* Text section
......

I don't think that's anything to do with the SSL chain, it looks like a very low-level error, there's only one place in the tedious code that throws EINSTLOOKUP error code, and that's when trying to look up the instance (which we had already figured out seemed to be the culprit). Unfortunately tedious is picking up the underlying error and then just taking the message and wrapping it in a new error so the very root of where the error has come from isn't entirely clear, but I'd suspect it's from here.

But that doesn't really help us get any closer :/

teresahoes-klf commented 3 months ago

Just wanted to post an update in case anyone else runs across this problem. A colleague of mine was able to isolate this issue to outside the tedious driver - it seems to be specific to how the underlying environment fails to assign a dynamic port -- see below:

The following code helps isolate the issue. The issue seems to be the call to server.bind passing in a value of 0 for port. According to the NODE docs: “If port is not specified or is 0, the operating system will attempt to bind to a random port”. However, on the Azure Function App it is not being assigned a random port number and is listening for responses on 0.0.0.0:0.

On our Node Dev box the below code successfully works and displays:

 Listening to: 0.0.0.0:51388

 Socket bound to: 172.18.15.13:1434

 UDP message sent to 172.18.15.13:1434

 Message received:     ServerName;xxx;InstanceName;xx1;IsClustered;No;Version;13.0.6300.2;tcp;49776;np;\\xx1\pipe\MSSQL$DTK1\sql\query;;ServerName;xx;InstanceName;DTK2;IsClustered;No;Version;13.0.6300.2;tcp;49766;np;\\xx\pipe\MSSQL$DTK2\sql\query;;ServerName;xx;InstanceName;xx;IsClustered;No;Version;13.0.6300.2;tcp;49768;np;\\xx\pipe\MSSQL$DTK3\sql\query;;ServerName;xx;InstanceName;DTK4;IsClustered;No;Version;13.0.6300.2;tcp;49775;np;\\xx\pipe\MSSQL$DTK4\sql\query;; from 172.18.15.13:1434

On our Azure Function App environment it fails and displays:

 Listening to: 0.0.0.0:0

 Socket bound to: 172.18.15.13:1434

 UDP message sent to 172.18.15.13:1434

 Server error:

 Error: recvmsg EINVAL at UDP.onMessage [as onmessage] (node:dgram:939:31)

......

* Dataset excerpts
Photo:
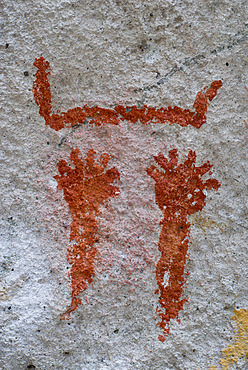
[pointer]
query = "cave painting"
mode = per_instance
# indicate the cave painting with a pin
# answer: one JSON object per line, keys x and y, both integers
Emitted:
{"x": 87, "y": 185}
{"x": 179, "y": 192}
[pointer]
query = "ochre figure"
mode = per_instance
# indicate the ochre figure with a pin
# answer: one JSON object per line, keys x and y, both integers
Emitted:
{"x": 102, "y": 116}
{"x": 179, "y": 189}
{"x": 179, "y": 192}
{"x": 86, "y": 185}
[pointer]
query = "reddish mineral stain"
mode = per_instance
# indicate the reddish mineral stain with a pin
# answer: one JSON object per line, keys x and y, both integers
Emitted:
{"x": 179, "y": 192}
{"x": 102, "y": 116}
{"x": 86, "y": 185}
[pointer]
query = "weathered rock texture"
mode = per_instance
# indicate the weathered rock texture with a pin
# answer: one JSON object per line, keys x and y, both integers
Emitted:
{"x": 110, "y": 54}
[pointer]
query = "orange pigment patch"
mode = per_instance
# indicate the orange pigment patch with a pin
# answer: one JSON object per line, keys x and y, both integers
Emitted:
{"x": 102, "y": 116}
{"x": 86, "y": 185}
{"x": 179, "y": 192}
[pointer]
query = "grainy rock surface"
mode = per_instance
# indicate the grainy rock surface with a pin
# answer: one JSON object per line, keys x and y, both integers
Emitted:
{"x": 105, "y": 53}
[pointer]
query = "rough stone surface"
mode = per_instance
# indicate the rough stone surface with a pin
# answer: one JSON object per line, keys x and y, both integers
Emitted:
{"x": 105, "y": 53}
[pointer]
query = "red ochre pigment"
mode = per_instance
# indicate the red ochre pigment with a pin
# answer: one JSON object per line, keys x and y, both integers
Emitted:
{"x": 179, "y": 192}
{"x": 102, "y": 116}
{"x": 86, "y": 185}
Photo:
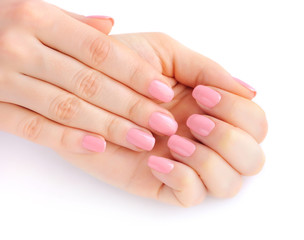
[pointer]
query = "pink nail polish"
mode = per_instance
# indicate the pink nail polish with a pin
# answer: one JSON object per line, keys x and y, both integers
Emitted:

......

* Work required
Reproduce the forum thread on the EINSTLOOKUP error word for word, from "But that doesn't" to "responses on 0.0.0.0:0.".

* Answer to this task
But that doesn't really help us get any closer :/

teresahoes-klf commented 3 months ago

Just wanted to post an update in case anyone else runs across this problem. A colleague of mine was able to isolate this issue to outside the tedious driver - it seems to be specific to how the underlying environment fails to assign a dynamic port -- see below:

The following code helps isolate the issue. The issue seems to be the call to server.bind passing in a value of 0 for port. According to the NODE docs: “If port is not specified or is 0, the operating system will attempt to bind to a random port”. However, on the Azure Function App it is not being assigned a random port number and is listening for responses on 0.0.0.0:0.